■ **Stored records**:
--*--

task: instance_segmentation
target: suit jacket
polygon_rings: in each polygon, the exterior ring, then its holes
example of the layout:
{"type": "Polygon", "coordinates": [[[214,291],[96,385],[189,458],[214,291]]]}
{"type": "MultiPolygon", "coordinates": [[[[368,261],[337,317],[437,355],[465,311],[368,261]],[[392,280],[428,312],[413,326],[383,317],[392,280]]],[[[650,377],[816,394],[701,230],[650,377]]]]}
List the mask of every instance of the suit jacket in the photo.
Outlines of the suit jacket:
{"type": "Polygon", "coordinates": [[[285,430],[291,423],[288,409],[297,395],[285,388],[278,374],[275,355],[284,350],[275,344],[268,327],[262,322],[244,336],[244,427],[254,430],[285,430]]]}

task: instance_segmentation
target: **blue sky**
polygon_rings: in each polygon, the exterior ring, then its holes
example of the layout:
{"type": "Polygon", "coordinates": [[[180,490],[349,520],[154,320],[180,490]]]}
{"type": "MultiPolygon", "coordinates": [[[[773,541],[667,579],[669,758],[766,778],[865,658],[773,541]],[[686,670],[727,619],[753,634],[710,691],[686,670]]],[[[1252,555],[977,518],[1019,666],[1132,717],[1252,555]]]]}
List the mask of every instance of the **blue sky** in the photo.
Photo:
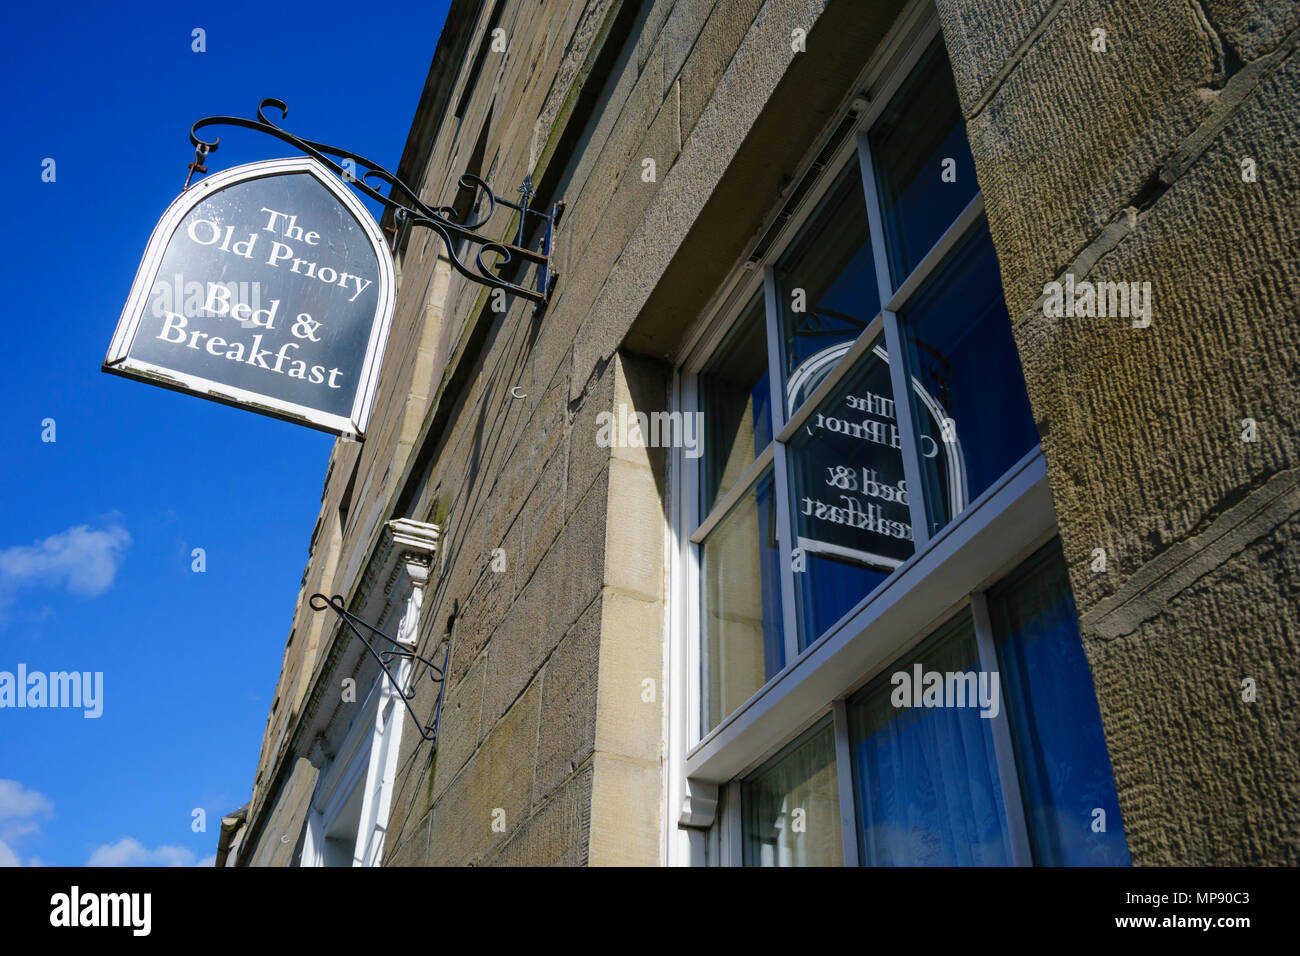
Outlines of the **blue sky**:
{"type": "MultiPolygon", "coordinates": [[[[100,363],[190,124],[275,96],[286,128],[395,170],[447,6],[7,12],[0,671],[104,686],[98,719],[0,709],[0,865],[202,862],[248,800],[333,438],[100,363]]],[[[210,171],[293,155],[220,135],[210,171]]]]}

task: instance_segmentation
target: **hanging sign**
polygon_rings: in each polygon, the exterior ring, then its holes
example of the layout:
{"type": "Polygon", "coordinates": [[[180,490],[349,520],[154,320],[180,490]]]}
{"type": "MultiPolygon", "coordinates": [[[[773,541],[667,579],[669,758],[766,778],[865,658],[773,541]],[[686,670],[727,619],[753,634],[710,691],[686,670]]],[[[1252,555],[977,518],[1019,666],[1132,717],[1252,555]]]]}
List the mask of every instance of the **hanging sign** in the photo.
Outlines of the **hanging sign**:
{"type": "Polygon", "coordinates": [[[362,437],[395,286],[383,233],[321,163],[237,166],[163,215],[104,371],[362,437]]]}

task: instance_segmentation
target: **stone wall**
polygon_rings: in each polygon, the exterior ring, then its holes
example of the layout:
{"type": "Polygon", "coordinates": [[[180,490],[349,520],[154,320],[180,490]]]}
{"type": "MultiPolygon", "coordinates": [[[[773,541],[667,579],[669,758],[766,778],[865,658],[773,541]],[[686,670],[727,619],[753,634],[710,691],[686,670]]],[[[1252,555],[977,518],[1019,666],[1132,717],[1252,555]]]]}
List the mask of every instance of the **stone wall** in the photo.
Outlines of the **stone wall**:
{"type": "MultiPolygon", "coordinates": [[[[459,130],[435,139],[430,196],[486,121],[493,184],[530,172],[567,208],[544,314],[497,315],[449,283],[441,383],[403,481],[411,515],[443,526],[421,646],[450,626],[452,661],[436,761],[404,740],[389,862],[662,860],[665,459],[601,447],[597,416],[668,407],[670,366],[620,342],[793,61],[792,29],[823,7],[508,4],[504,59],[489,54],[459,130]]],[[[813,113],[801,122],[828,118],[813,113]]],[[[424,255],[408,247],[408,274],[424,255]]]]}
{"type": "Polygon", "coordinates": [[[1300,7],[937,6],[1134,862],[1295,864],[1300,7]]]}

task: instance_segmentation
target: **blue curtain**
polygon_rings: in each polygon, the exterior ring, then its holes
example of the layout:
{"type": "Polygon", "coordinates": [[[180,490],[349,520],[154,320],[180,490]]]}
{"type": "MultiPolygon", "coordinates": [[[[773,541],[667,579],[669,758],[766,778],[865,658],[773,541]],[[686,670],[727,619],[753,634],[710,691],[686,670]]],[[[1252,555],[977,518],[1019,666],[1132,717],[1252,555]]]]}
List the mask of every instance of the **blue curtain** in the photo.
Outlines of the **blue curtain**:
{"type": "Polygon", "coordinates": [[[988,598],[1034,862],[1130,865],[1059,543],[1030,558],[988,598]]]}
{"type": "Polygon", "coordinates": [[[1010,863],[990,721],[971,707],[896,708],[892,674],[977,671],[969,614],[942,628],[849,702],[865,866],[1010,863]]]}

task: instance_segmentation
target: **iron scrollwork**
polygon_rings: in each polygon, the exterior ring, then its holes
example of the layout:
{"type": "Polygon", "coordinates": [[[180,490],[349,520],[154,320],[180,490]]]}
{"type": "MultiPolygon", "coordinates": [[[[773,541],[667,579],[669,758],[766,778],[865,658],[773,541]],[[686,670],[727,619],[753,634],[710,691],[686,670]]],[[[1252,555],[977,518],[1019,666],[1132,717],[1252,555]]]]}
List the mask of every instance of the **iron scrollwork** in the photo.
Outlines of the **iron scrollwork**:
{"type": "Polygon", "coordinates": [[[348,626],[353,637],[356,637],[366,646],[366,650],[370,652],[370,656],[379,664],[380,669],[384,672],[384,676],[388,678],[389,683],[392,684],[393,688],[401,696],[402,703],[406,705],[407,713],[411,715],[411,719],[415,721],[415,726],[420,730],[420,736],[424,740],[431,741],[433,746],[436,748],[438,746],[438,723],[442,719],[442,693],[446,689],[445,678],[447,676],[447,659],[451,656],[451,637],[448,636],[447,638],[447,649],[442,656],[442,666],[439,667],[437,664],[433,663],[433,661],[421,657],[413,650],[408,650],[403,644],[393,640],[383,631],[371,627],[365,621],[361,620],[361,618],[357,617],[347,609],[343,603],[341,595],[336,594],[334,597],[326,597],[324,594],[317,592],[311,596],[308,603],[311,605],[313,611],[324,611],[326,608],[334,611],[334,613],[342,619],[343,623],[348,626]],[[318,600],[320,602],[319,604],[317,603],[318,600]],[[382,637],[393,646],[382,651],[375,650],[375,646],[366,639],[364,634],[361,633],[361,628],[365,628],[371,634],[382,637]],[[438,688],[438,703],[434,708],[432,724],[424,724],[421,722],[420,718],[416,716],[414,708],[411,707],[411,701],[415,699],[415,681],[411,681],[411,687],[409,688],[403,687],[398,682],[397,676],[389,669],[389,665],[393,662],[394,658],[405,658],[410,661],[418,661],[428,668],[429,679],[435,684],[442,685],[438,688]]]}
{"type": "MultiPolygon", "coordinates": [[[[281,119],[289,115],[289,107],[283,100],[268,97],[258,104],[257,119],[255,120],[246,119],[242,116],[208,116],[195,123],[190,128],[190,143],[193,144],[195,151],[194,162],[190,164],[190,177],[193,177],[196,169],[200,172],[207,171],[202,163],[208,154],[214,152],[221,143],[220,137],[210,142],[202,139],[198,135],[200,130],[210,126],[235,126],[266,133],[281,142],[288,143],[299,152],[311,156],[362,195],[373,199],[385,209],[391,209],[396,225],[393,235],[394,249],[396,249],[406,230],[414,226],[426,226],[436,232],[442,239],[443,245],[447,249],[447,256],[451,260],[452,268],[466,278],[494,289],[503,289],[514,295],[522,296],[537,303],[538,307],[545,305],[550,299],[551,291],[555,287],[555,281],[558,278],[558,274],[552,271],[550,267],[551,239],[560,215],[564,211],[564,203],[555,203],[551,206],[549,212],[534,209],[531,205],[535,196],[531,176],[524,178],[523,185],[517,190],[520,194],[520,201],[514,203],[495,195],[492,188],[478,176],[465,173],[457,181],[457,185],[462,190],[472,192],[472,201],[468,207],[470,212],[466,214],[466,221],[460,222],[458,221],[460,215],[454,207],[425,205],[421,202],[420,197],[416,195],[415,190],[411,189],[383,166],[371,159],[367,159],[360,153],[354,153],[351,150],[341,149],[337,146],[330,146],[326,143],[302,139],[278,126],[267,117],[266,110],[268,108],[279,110],[281,119]],[[385,187],[387,187],[386,192],[383,191],[385,187]],[[484,200],[486,200],[486,211],[481,216],[475,216],[474,211],[479,208],[479,205],[484,200]],[[519,216],[519,225],[515,231],[513,243],[488,239],[478,231],[487,225],[498,205],[515,210],[519,216]],[[530,226],[537,224],[544,227],[540,252],[528,249],[524,245],[527,241],[530,226]],[[469,250],[474,250],[472,267],[468,261],[462,261],[460,254],[457,252],[457,247],[462,241],[466,243],[464,250],[467,259],[469,250]],[[484,256],[490,257],[492,255],[498,257],[494,262],[484,260],[484,256]],[[538,267],[537,288],[519,285],[501,277],[500,272],[503,267],[511,262],[518,261],[533,263],[538,267]]],[[[186,188],[189,187],[189,179],[186,179],[185,185],[186,188]]]]}

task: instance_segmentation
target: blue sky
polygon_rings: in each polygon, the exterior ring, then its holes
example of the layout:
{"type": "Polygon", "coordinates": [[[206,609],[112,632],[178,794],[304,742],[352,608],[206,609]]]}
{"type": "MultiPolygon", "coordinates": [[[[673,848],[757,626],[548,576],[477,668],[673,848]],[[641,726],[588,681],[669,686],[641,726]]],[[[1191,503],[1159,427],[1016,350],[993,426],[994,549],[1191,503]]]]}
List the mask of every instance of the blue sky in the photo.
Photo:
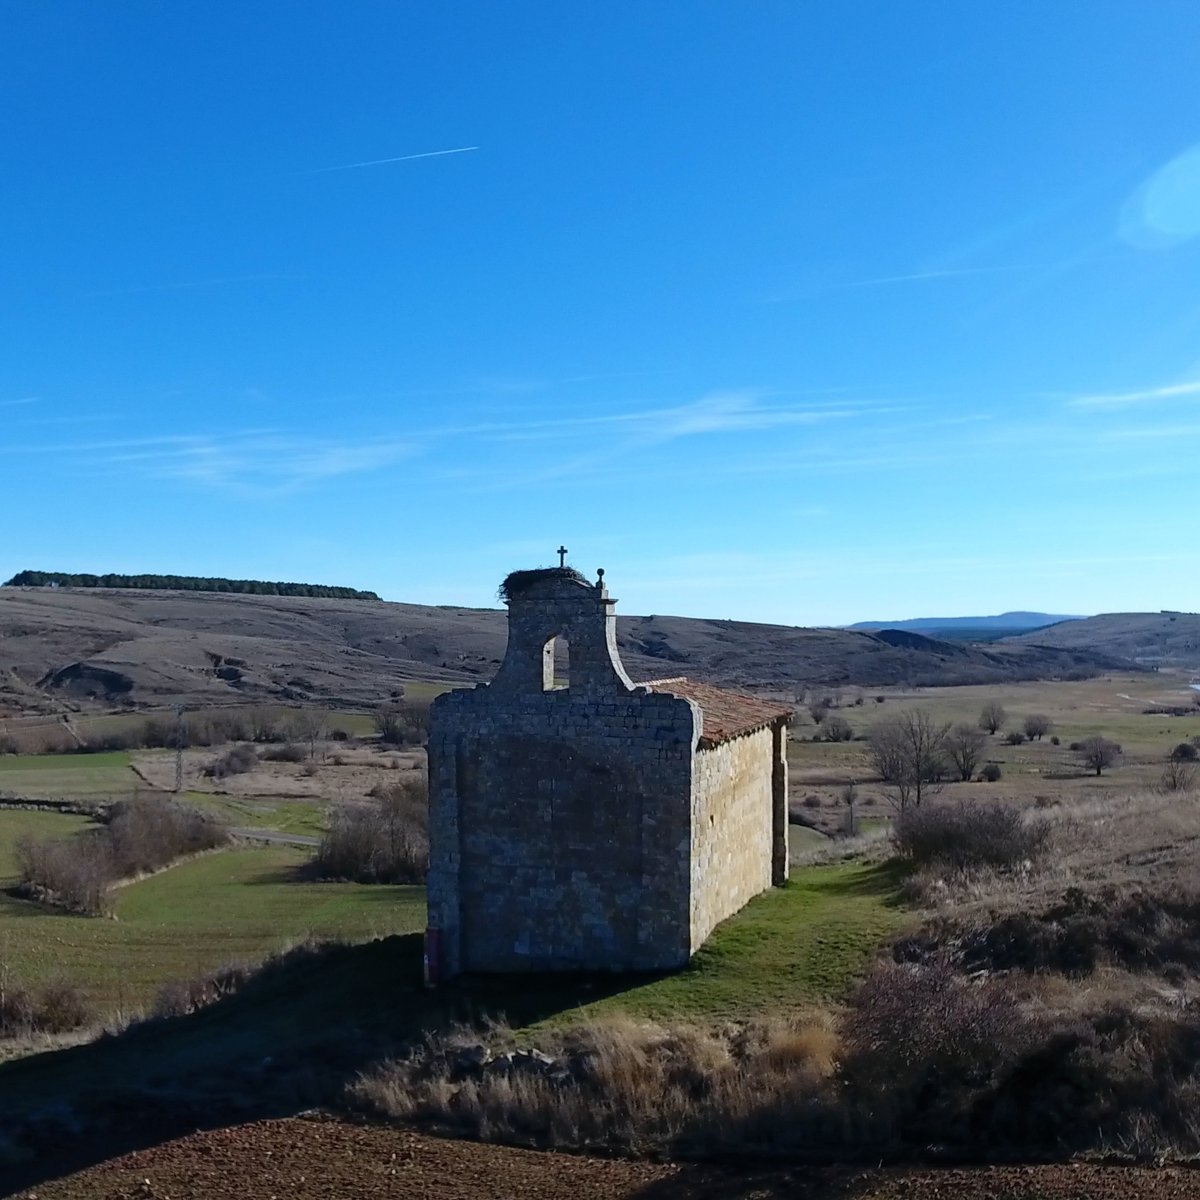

--*--

■ **TASK TO CARRY OUT**: Quote the records from their first line to the line with "List the mask of every instance of the suit", inclusive, without adding or dropping anything.

■ **OUTPUT BELOW**:
task: instance_segmentation
target: suit jacket
polygon_rings: in each polygon, the exterior ring, then its holes
example of the layout:
{"type": "Polygon", "coordinates": [[[214,291],[96,385],[189,458],[214,291]]]}
{"type": "MultiPolygon", "coordinates": [[[[368,261],[337,317],[437,355],[465,311],[368,261]],[[392,280],[428,312],[413,326],[383,317],[392,280]]],[[[650,377],[816,394],[701,230],[650,377]]]]}
List the mask of every instance of the suit jacket in the photo.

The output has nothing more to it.